*TASK DETAILS*: Please rewrite the records from the line containing "Thank you for the photo. Please point out the hardwood" through the end of the records, changing "pillow" to "cushion" and keeping everything else the same.

*DATA*:
>> Begin

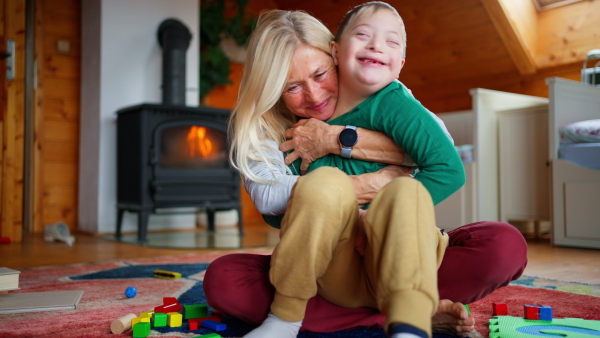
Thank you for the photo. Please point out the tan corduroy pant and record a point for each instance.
(316, 253)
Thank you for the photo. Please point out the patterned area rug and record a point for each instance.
(104, 300)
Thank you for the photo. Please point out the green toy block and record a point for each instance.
(159, 319)
(195, 311)
(518, 327)
(210, 335)
(141, 330)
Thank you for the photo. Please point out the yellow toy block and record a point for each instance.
(147, 314)
(174, 319)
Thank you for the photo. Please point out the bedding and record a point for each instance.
(583, 154)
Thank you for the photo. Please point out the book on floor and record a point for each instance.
(39, 301)
(9, 279)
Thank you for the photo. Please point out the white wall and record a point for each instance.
(121, 66)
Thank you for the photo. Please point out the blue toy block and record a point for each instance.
(211, 324)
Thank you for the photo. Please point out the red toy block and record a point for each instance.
(170, 304)
(500, 309)
(531, 311)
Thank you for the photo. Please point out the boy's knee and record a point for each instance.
(323, 184)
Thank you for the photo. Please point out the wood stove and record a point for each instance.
(173, 156)
(170, 155)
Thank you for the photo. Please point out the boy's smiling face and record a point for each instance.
(370, 53)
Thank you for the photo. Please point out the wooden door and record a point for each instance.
(12, 112)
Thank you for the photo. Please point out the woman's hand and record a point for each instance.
(310, 139)
(368, 185)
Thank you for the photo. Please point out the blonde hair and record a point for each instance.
(369, 8)
(259, 114)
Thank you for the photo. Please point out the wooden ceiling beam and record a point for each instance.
(514, 41)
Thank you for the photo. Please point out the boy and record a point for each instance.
(369, 51)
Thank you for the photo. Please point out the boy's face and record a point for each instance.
(371, 50)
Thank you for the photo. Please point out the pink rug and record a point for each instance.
(103, 299)
(104, 285)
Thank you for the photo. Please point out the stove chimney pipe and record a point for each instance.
(174, 38)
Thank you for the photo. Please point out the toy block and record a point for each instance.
(193, 324)
(211, 324)
(170, 304)
(139, 320)
(174, 319)
(166, 274)
(500, 309)
(122, 324)
(545, 312)
(141, 330)
(159, 320)
(195, 311)
(147, 314)
(214, 318)
(531, 311)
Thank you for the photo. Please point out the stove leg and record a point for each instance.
(143, 216)
(210, 217)
(240, 221)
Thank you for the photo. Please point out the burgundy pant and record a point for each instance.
(481, 257)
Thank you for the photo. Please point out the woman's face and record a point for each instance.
(311, 89)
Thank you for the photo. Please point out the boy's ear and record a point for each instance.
(333, 47)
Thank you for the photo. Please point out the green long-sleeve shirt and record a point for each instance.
(395, 112)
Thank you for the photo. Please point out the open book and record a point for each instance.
(39, 301)
(9, 279)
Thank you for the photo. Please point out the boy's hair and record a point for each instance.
(366, 8)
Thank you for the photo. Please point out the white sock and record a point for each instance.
(275, 327)
(404, 335)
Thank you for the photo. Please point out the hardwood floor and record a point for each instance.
(545, 260)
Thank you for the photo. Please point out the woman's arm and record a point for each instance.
(311, 139)
(272, 199)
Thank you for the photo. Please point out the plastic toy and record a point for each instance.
(518, 327)
(211, 324)
(130, 292)
(195, 311)
(141, 330)
(174, 319)
(500, 309)
(123, 324)
(166, 274)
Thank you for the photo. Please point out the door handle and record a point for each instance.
(9, 55)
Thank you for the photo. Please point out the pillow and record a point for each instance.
(581, 132)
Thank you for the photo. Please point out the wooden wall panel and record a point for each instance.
(57, 112)
(12, 106)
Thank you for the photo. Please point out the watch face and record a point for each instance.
(348, 137)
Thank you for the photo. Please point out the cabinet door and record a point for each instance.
(523, 160)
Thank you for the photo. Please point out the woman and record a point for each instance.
(476, 262)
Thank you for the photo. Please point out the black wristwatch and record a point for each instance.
(348, 138)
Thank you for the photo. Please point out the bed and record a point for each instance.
(575, 167)
(487, 185)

>> End

*ANSWER TO THE PROBLEM*:
Thank you for the photo. Please point out the hardwood floor and record a point for each instance.
(545, 260)
Thank you for the photo. Please point out the woman's arm and record a point for each instance.
(311, 139)
(272, 199)
Thank you for the photo. Please point out the plastic toy and record a point for each instance.
(518, 327)
(211, 324)
(130, 292)
(195, 311)
(141, 330)
(174, 319)
(500, 309)
(123, 324)
(166, 274)
Thank you for the photo. Please point out the door handle and record a point for each instance.
(9, 55)
Thank you for the photo. Please point out the cushion and record a point for each instance.
(581, 132)
Thank you for the photo. Please point out the wooden wall panel and record a point for each instance.
(57, 112)
(12, 106)
Thank you for the photo. Please point out the watch face and record a point for each instance.
(348, 137)
Thank you for the photo. Please point out the cabinet door and record a point for each instance.
(523, 160)
Thank you for the photo. Please point out the woman and record a point for each instance.
(476, 262)
Thank you for the photo. Please point out the black wristwatch and record a point for each instance.
(348, 138)
Thank you for the photo. Please point out the bed and record a point for each instance.
(575, 167)
(487, 185)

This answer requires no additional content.